参展艺术家普遍具有专业的美术学院教育背景,相当多的艺术家具有海外学习或海外交流参展的经历,甚至还有一批出身艺术家庭。这些都指向一个事实:在接受高等美术教育的机会上,女性获得同等甚至更具优势的地位(从湖北美术高校的男少女多的比例中可见女性从事艺术的基数正在不断扩大)。正如纽约大学现代艺术研究所艺术史教授琳达·诺克林(Linda Nochlin)破除了人们对艺术天赋奇才的童话想象,指出“整个艺术创作的趋势,包括艺术创作者的发展和艺术作品本身的品质,都发生在社会环境之内,都是整个社会结构的必要元素,并且由特定的社会机制加以促成或限定。那些社会体制可以是艺术协会、资助系统、教育方式等”。良好的学院教育背景为女性成为伟大艺术家提供基础,我们在展览中可以看到架上绘画、装置、数码图像、新媒体等各种表达方式的灵活运用;艺术语言兼容抽象艺术、表现主义、超级写实、拼贴挪用、新水墨、新工笔、卡通艺术,林林总总;主题内容更是涉及文明反思、后工业文明、虚拟世界、消费文化,对生命的思考、对身体的探究,人与人、人与环境的困境等诸多问题……今天的女艺术家笔下的世界早已不是《玉台画史》里孤芳自怜、抒情遣怀的闺阁丹青,她们关注更为公共性的问题,摆脱了旧时妇女绘画狭隘的主题和题材,参与到现代社会文明的讨论与建构中。
§ §
**待办任务**
a) 在谈女艺术家的选段里，琳达·诺克林是哪个机构的艺术史教授？
b) 请从最后一句之后续写这篇谈女艺术家的选段。

**存储记录**
§ §
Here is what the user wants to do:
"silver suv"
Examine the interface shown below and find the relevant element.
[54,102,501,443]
§ §
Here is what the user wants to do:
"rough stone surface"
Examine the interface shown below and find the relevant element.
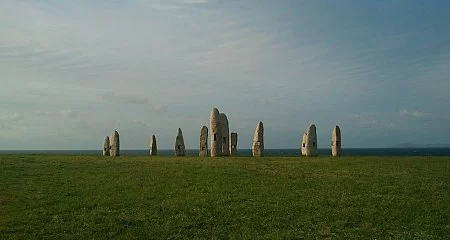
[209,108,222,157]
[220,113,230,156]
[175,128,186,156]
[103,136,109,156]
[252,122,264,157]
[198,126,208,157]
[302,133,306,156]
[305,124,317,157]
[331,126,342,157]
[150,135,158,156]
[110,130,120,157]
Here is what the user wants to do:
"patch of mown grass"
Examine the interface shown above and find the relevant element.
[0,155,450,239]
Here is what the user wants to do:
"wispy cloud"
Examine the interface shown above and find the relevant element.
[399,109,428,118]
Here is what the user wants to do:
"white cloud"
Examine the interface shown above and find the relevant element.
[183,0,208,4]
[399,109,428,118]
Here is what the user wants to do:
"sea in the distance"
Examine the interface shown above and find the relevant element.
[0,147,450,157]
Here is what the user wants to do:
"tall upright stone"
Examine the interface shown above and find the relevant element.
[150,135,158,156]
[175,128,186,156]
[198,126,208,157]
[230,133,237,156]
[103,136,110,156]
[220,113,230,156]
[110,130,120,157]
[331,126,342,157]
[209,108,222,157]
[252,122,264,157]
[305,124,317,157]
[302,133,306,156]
§ §
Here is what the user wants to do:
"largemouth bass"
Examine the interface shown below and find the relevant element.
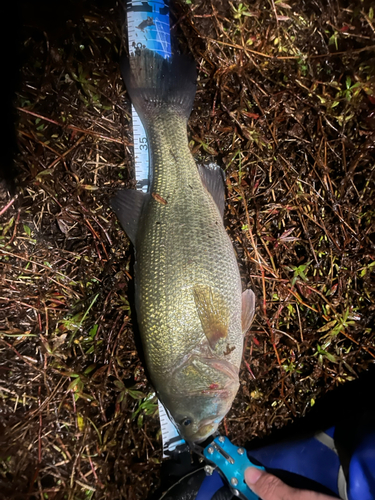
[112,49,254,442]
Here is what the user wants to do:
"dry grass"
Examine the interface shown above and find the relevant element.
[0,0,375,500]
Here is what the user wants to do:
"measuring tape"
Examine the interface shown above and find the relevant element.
§ §
**题目答案**
a) 纽约大学现代艺术研究所。

b)
《浅蓝色的世界》刘丰 电脑绘画 79×21cm 2017年
尽管今天女性接触社会的广度和深度都甚于以往,因此创作的视野更趋丰富而壮阔,但由性别差异带来的思维方式、文化立场的不同,观察世界的视角也便各行其道。同样的风景,不同的眼睛看到不同的精彩。例如女性对生命意识的关注十分执着。或许由于女性的身体是生命的摇篮,因此对于与之相关的身体、繁衍、体验、母性的话题也是敏感的。例如展览中《虫子的房子》《多余的东西》《美丽中国》《彼岸花》等都对应着某种与生命相关的体验。展览中不难看到女性形象、女性身体、女性日常,是女艺术家熟悉和青睐的题材,但不同于男性绘画中常常处于被观看和被欣赏的情境,这些形象或者直视观众成为观看者,或者完美形象被干扰与破坏。这些作品将自身体验通过写实或抽象甚至装置的语言转化出来,带有明显的叙述和象征的意味。对女性心态、感觉、情绪的自觉及不自觉的表达,是女性身份的自我发现,也是女性艺术创作的重要领地。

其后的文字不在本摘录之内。